THE EXERCISE> Rewrite the lines below that run from the one containing "Thank you for sharing the picture. Please indicate the smiling" through the last line, replacing "with a dot" with "with a marker" and leaving everything else unchanged. Give only those lines.

## begin

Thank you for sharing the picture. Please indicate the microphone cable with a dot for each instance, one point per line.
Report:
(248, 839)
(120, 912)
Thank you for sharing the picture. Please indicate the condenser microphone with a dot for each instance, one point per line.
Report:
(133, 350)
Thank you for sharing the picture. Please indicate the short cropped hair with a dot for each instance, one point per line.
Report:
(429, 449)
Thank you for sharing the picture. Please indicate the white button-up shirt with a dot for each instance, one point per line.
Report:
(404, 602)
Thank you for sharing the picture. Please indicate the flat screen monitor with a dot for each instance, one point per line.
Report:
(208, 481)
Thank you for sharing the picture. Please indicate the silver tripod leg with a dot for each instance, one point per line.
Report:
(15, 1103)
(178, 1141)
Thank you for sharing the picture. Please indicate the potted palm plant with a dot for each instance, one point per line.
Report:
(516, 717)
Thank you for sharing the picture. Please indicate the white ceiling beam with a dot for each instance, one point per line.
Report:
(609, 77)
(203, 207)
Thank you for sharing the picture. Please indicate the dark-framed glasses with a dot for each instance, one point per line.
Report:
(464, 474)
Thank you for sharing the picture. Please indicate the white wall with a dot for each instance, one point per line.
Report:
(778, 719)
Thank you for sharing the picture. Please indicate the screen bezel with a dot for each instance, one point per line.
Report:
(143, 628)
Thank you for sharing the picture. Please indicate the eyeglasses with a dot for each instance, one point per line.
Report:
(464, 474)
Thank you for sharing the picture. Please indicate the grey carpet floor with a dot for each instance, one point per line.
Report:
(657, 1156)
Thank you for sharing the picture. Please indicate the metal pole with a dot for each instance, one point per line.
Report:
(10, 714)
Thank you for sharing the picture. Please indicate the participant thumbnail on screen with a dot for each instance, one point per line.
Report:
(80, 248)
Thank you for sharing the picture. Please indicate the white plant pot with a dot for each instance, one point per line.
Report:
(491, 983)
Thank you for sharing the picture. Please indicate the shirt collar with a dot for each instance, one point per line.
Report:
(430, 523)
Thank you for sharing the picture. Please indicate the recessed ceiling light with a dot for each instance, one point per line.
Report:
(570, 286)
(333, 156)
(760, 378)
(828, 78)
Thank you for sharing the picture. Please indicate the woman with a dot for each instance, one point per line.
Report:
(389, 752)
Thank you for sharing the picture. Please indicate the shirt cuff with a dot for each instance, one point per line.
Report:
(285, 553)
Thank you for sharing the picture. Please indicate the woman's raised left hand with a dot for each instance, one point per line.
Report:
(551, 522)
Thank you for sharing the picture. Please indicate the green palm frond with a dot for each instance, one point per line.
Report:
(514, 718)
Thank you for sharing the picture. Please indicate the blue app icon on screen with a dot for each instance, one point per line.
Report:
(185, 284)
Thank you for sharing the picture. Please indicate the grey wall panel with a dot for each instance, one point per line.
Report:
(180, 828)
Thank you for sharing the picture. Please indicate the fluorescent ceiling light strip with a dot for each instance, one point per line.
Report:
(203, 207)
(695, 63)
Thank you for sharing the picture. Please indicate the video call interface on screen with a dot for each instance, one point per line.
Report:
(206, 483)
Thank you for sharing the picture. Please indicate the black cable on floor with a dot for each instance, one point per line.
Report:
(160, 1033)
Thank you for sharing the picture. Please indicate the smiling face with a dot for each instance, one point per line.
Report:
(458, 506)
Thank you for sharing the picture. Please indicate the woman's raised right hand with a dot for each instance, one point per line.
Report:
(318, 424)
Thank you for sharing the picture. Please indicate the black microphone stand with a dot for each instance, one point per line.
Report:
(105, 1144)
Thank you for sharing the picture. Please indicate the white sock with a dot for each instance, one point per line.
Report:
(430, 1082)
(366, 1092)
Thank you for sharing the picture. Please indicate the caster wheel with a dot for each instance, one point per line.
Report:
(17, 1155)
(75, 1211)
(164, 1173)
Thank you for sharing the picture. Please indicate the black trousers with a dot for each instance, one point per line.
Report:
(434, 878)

## end

WRITTEN SOLUTION>
Thank you for sharing the picture. Please indicate the smiling face with a marker for each instance, one point per line.
Report:
(458, 506)
Thank you for sharing the picture. Please indicate the woman's raised right hand with a marker for each instance, one point per line.
Report:
(318, 424)
Thank you for sharing the picture. Please indicate the black microphone stand with a marker for each instance, one point per line.
Report:
(105, 1144)
Thank you for sharing the picture. Please indicate the white sock with a marker for each instance, one point per line.
Report:
(430, 1082)
(366, 1092)
Thank you for sharing the picture. Please indicate the caster wheel with a marker for each instance, one point per line.
Report:
(17, 1155)
(75, 1211)
(164, 1173)
Thank you for sharing the picture. Please indicate the black trousers with a marker for each instance, one point per line.
Report:
(434, 878)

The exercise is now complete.